(Provided information begins)

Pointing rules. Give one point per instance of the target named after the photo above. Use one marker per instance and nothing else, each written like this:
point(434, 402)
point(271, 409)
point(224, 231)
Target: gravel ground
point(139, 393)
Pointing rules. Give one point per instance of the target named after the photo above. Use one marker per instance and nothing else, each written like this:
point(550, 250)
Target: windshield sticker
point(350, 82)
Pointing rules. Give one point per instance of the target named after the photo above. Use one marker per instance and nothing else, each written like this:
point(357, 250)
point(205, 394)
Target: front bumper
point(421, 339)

(Provided information ends)
(Provided information begins)

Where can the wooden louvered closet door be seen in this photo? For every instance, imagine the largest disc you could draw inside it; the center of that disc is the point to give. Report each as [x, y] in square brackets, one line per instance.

(Provided information ends)

* **What is being asked**:
Reprint exactly the lines above that start at the one with "point(271, 409)" and end at the one with "point(550, 250)", keeping both and adding none.

* **Exercise solution**:
point(271, 409)
point(224, 231)
Target: gravel ground
point(139, 393)
Pointing rules. Give one point per instance of the target named after the photo above. Use one marker per instance and nothing else, each written like this:
point(550, 250)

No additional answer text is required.